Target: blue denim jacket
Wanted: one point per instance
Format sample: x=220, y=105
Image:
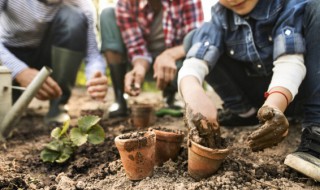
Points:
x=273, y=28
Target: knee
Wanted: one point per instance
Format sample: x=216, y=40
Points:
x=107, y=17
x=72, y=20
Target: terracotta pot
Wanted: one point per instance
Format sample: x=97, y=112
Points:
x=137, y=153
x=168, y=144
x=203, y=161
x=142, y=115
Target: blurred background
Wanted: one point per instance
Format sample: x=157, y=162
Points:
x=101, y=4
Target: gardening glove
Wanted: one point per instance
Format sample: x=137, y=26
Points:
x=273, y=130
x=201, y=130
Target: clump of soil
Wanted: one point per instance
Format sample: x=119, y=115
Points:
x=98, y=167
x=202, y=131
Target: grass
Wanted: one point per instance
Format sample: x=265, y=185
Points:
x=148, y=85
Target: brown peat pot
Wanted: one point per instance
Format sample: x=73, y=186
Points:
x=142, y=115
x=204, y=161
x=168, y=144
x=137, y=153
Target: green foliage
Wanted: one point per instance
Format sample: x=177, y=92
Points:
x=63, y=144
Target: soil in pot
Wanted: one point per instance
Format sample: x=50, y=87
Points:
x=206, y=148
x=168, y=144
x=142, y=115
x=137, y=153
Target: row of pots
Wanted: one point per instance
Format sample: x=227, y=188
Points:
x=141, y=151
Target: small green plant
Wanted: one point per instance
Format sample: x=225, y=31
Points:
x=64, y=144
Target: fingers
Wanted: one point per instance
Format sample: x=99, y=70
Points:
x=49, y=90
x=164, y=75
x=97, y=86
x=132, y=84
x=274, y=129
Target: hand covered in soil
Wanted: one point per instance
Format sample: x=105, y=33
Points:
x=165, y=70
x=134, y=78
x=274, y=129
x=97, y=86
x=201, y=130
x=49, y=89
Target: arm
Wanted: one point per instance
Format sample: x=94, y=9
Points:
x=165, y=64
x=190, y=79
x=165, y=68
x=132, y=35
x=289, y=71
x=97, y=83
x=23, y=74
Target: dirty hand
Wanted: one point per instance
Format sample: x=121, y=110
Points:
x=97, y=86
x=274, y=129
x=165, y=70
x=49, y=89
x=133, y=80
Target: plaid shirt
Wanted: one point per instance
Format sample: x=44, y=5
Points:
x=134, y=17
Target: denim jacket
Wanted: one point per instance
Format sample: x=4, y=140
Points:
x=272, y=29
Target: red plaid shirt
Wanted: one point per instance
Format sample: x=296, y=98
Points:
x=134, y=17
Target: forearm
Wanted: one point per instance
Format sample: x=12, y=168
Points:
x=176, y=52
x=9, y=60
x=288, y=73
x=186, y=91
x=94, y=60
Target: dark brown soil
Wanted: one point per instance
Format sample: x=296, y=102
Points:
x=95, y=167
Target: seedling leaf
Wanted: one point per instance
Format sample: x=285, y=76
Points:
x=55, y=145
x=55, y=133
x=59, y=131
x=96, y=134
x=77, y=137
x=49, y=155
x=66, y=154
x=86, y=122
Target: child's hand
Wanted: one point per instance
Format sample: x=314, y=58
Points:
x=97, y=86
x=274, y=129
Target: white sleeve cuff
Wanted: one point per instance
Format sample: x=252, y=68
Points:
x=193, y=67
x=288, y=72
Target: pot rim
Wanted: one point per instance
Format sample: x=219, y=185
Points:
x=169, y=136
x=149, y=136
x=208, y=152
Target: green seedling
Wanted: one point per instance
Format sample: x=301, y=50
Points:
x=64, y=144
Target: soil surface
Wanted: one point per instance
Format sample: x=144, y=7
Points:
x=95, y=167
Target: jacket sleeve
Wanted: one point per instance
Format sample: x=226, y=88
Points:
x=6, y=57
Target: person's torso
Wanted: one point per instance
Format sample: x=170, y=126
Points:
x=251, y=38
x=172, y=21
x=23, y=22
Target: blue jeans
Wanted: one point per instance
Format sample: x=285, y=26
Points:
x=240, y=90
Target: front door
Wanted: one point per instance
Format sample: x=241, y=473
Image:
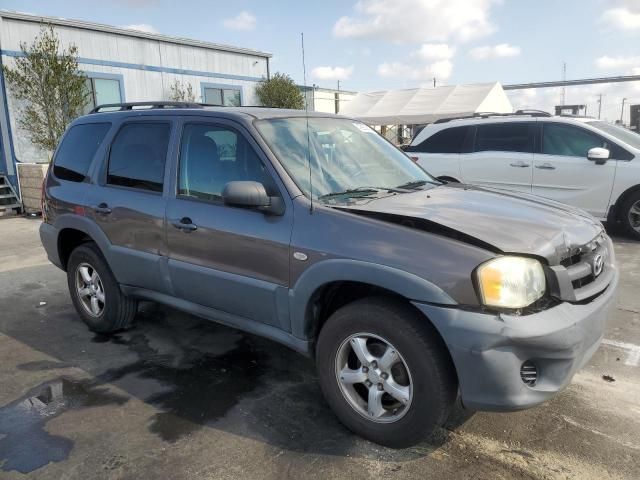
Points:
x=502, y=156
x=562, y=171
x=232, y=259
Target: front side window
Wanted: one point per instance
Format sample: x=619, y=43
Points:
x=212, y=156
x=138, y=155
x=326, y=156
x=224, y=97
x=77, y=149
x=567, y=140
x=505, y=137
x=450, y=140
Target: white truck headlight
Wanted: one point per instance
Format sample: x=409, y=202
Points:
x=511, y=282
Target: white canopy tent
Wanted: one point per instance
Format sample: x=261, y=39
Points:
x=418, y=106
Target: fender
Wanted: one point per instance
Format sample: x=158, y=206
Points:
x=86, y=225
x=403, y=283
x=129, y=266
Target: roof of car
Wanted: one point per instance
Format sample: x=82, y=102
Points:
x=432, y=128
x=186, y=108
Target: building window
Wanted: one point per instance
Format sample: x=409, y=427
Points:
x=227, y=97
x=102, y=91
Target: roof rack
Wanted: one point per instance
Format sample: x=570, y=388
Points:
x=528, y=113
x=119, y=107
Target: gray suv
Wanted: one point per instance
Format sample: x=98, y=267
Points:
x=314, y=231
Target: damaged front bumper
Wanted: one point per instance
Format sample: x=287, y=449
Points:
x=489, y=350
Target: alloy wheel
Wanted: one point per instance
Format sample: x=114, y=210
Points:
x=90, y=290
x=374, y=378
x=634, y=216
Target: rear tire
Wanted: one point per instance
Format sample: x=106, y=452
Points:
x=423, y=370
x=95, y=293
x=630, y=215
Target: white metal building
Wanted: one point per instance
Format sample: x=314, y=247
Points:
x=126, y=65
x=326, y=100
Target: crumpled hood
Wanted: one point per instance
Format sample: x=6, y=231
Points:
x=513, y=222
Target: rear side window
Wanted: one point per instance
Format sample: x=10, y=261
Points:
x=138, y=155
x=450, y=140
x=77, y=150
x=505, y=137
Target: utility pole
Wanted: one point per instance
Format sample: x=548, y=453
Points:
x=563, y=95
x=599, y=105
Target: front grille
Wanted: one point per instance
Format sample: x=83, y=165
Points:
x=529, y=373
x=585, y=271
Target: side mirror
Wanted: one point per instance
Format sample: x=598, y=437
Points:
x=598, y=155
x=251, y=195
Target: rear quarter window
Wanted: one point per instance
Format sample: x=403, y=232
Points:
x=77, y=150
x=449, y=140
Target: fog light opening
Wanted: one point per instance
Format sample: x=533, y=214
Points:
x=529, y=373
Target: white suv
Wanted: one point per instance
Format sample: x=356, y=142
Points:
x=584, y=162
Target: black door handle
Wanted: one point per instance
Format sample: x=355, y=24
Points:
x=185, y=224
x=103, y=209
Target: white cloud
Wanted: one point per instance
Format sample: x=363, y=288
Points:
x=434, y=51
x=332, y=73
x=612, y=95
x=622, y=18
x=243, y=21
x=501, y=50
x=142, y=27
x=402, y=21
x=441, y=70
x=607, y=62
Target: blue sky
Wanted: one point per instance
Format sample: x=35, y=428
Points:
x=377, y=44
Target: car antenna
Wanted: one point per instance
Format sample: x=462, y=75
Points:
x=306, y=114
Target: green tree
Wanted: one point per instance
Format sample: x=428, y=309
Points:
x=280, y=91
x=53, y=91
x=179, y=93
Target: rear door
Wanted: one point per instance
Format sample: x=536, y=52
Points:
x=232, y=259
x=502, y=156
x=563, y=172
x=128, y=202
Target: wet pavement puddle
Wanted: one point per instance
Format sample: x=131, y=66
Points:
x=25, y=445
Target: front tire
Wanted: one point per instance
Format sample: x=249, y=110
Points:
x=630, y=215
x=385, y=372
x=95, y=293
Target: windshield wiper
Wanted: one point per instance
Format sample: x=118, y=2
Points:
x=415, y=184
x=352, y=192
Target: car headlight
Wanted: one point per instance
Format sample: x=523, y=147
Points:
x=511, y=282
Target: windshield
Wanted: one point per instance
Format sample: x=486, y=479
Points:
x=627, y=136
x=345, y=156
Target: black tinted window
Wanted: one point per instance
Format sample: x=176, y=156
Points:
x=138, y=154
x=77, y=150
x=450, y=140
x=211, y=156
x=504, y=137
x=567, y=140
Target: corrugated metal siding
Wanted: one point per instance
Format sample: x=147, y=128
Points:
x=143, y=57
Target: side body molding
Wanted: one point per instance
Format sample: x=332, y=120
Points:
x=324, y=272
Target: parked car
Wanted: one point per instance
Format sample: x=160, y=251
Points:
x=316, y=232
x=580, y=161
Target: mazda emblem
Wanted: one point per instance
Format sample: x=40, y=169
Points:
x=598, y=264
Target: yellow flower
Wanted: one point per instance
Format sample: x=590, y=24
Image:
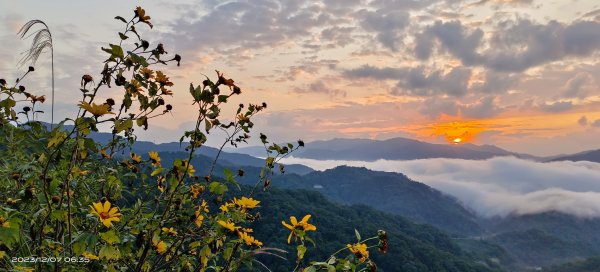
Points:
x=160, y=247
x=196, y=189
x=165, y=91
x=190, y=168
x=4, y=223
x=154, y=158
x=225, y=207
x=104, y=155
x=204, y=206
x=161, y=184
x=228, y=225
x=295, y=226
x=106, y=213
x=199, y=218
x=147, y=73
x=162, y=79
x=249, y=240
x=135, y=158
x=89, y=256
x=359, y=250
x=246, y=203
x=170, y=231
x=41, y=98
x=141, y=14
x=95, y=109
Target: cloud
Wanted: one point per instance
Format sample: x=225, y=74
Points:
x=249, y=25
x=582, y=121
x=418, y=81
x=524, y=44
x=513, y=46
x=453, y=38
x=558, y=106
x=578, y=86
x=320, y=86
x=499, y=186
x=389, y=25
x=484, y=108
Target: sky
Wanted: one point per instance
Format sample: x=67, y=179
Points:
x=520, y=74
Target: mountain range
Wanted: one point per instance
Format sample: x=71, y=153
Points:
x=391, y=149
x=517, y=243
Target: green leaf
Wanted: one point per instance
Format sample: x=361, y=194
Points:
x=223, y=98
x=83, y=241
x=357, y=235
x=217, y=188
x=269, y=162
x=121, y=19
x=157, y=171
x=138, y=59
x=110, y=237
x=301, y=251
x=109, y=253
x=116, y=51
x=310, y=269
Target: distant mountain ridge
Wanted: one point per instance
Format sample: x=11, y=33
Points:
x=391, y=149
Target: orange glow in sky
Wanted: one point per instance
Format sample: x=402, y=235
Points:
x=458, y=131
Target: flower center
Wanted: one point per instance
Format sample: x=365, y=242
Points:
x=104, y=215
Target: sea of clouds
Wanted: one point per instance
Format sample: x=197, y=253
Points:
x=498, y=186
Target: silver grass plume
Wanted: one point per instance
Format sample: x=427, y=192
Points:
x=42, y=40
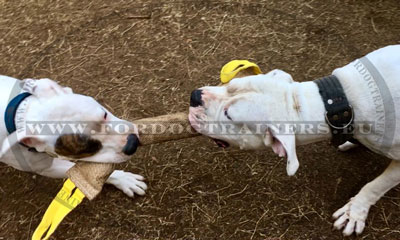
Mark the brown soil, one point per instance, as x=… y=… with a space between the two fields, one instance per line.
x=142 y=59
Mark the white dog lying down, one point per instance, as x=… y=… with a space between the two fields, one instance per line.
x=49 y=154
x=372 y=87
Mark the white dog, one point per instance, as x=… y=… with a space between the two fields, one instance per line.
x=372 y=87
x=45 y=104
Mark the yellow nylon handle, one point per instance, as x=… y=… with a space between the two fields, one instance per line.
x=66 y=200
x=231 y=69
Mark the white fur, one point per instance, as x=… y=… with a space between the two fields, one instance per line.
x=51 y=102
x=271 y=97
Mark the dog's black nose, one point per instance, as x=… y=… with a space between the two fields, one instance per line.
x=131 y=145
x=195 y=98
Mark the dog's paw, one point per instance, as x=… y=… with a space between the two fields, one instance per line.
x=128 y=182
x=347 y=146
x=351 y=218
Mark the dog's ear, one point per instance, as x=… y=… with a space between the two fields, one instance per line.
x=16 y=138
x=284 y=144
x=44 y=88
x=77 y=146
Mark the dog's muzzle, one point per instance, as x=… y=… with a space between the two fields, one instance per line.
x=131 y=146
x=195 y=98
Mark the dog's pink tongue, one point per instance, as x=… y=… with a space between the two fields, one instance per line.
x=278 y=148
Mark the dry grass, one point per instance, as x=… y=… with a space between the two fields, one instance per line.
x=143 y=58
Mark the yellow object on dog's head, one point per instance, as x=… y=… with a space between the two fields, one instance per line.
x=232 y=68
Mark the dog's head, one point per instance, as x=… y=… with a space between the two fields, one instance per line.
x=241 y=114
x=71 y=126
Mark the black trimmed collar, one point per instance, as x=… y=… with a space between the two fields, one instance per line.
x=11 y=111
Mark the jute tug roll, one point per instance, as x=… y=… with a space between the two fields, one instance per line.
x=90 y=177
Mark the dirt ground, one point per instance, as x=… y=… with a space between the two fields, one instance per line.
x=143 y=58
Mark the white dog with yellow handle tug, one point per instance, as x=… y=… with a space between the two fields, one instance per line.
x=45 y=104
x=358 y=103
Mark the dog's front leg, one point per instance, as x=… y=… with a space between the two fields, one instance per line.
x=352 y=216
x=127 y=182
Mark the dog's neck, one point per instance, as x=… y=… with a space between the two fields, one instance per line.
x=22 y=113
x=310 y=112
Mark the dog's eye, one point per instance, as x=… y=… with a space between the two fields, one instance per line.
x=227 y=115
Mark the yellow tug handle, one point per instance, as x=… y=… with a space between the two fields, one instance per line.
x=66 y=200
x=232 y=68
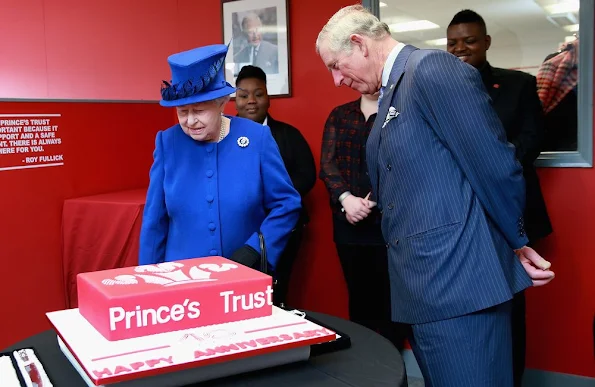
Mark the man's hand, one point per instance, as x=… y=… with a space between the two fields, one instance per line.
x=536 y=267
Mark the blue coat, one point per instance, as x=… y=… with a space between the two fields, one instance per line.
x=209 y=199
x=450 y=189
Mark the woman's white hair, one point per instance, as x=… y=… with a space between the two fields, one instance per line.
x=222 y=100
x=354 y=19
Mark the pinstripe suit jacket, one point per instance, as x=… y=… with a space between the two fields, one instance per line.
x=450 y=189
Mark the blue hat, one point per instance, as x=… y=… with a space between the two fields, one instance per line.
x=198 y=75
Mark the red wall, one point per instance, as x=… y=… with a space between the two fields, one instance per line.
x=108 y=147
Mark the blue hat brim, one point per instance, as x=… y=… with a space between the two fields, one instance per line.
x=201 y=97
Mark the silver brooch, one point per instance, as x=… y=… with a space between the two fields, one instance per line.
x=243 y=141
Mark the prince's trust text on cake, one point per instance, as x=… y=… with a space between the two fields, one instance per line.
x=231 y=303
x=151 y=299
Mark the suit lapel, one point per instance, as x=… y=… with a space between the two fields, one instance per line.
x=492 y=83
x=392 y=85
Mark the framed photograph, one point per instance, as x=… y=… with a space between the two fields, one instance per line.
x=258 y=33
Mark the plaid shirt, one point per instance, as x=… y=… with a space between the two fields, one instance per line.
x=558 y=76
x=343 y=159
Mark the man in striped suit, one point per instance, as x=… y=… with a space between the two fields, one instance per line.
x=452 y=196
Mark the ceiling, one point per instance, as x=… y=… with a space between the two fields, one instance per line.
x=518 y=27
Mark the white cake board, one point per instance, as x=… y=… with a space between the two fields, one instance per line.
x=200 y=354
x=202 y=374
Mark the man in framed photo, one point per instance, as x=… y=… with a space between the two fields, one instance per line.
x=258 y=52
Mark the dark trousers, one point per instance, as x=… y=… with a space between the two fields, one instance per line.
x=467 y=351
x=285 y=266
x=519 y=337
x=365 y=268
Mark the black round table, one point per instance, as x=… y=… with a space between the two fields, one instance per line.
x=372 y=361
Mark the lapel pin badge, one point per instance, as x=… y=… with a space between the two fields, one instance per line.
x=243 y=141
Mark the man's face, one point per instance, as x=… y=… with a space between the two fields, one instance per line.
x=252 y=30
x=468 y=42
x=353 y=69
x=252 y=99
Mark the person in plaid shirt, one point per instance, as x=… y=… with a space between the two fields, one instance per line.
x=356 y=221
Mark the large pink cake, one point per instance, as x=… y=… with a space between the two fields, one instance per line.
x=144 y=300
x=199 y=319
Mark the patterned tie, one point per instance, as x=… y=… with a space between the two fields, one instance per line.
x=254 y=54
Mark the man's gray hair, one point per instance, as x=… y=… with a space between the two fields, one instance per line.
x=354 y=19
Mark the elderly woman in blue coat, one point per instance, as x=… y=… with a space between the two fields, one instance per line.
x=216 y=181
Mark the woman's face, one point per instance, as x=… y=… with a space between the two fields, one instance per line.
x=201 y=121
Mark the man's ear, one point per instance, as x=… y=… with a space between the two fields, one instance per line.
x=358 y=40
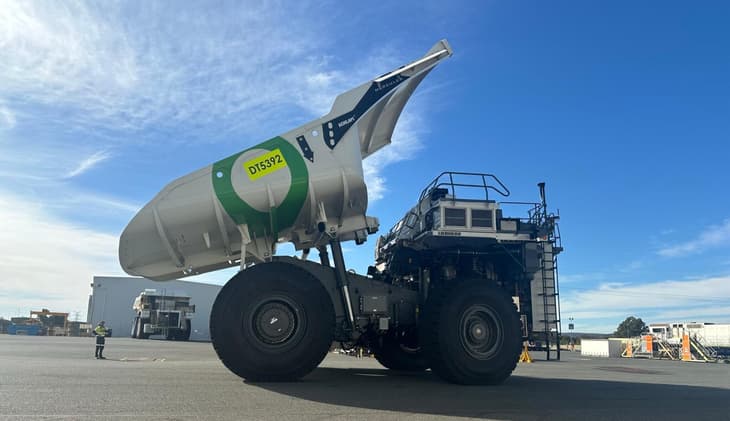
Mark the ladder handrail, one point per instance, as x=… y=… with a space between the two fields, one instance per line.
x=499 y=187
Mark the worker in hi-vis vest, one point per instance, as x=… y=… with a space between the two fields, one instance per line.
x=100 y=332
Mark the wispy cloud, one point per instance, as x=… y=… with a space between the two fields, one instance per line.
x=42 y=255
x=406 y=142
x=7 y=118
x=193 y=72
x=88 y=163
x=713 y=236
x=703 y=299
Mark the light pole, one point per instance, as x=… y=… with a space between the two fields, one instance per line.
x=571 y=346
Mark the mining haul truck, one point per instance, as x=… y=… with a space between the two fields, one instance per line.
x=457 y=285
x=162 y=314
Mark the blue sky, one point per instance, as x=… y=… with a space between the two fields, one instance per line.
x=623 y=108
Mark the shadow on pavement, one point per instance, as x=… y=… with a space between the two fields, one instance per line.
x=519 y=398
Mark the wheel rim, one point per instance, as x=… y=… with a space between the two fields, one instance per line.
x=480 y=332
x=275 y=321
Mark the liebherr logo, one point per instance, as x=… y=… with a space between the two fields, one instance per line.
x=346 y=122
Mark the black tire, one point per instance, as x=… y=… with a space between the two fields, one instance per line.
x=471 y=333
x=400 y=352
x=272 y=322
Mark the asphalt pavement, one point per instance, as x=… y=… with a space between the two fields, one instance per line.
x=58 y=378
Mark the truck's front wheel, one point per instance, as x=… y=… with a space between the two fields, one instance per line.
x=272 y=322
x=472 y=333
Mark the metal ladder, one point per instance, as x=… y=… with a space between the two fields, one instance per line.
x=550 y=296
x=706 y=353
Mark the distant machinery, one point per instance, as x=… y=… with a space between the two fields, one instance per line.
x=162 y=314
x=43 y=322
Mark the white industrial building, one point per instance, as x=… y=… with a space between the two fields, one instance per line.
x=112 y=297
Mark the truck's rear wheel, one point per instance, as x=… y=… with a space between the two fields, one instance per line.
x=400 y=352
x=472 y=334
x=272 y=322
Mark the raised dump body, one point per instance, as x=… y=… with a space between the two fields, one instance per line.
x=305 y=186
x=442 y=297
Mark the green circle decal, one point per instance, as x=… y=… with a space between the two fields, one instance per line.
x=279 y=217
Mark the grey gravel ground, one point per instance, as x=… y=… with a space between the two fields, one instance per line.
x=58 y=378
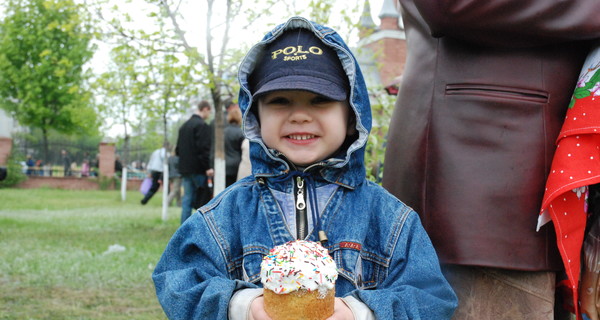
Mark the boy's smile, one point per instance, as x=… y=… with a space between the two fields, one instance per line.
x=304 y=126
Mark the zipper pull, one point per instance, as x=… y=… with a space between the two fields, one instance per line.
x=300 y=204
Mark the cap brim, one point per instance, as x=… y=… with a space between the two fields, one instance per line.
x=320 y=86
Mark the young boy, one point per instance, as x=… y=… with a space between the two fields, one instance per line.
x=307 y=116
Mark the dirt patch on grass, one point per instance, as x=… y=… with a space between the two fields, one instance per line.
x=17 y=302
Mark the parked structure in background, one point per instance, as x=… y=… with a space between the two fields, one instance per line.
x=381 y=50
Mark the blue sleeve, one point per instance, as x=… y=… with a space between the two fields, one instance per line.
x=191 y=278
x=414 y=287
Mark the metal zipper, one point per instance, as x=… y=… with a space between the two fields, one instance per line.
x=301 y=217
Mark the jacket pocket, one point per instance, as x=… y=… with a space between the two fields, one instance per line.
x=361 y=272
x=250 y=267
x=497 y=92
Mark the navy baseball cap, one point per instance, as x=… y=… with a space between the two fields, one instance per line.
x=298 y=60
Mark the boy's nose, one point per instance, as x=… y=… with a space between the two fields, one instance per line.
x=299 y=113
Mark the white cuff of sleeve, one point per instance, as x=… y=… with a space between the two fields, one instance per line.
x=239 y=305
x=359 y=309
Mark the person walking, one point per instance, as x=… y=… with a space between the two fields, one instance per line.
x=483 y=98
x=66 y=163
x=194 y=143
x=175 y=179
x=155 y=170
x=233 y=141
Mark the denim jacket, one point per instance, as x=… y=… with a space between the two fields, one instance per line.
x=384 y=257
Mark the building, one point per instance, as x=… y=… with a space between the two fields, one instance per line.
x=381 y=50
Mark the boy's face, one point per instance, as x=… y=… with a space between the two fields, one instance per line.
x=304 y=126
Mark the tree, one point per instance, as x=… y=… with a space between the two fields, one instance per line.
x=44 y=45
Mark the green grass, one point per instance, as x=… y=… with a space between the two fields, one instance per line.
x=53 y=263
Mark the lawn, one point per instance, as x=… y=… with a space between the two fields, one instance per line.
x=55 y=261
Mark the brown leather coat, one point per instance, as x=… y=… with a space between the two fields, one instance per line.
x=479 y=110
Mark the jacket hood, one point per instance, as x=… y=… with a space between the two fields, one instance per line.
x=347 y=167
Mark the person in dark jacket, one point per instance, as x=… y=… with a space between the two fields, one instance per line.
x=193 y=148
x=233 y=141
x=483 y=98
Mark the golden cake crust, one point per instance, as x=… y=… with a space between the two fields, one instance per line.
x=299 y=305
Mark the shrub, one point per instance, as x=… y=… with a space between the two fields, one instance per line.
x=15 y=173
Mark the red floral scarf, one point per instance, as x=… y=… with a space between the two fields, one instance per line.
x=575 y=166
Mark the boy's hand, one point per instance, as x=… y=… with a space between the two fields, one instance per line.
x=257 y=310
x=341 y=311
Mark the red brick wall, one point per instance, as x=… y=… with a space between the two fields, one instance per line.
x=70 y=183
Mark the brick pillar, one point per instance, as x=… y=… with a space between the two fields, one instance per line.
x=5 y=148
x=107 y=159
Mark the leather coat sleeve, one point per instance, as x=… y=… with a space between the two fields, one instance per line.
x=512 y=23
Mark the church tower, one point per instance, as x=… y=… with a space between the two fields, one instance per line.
══════════
■ EXERCISE DESCRIPTION: Can you give the part above that opens with the line containing "Target: person's torso" and closes with the line containing "x=240, y=90", both included, as a numbered list with blank lines left out?

■ COMPLETE ANSWER:
1. Target: person's torso
2. Wanted: one point per instance
3. Format sample: x=170, y=126
4. Points:
5. x=251, y=38
6. x=172, y=21
7. x=23, y=22
8. Target: blue jeans
9. Wanted: one point per instance
10. Format sample: x=285, y=26
11. Points:
12. x=240, y=90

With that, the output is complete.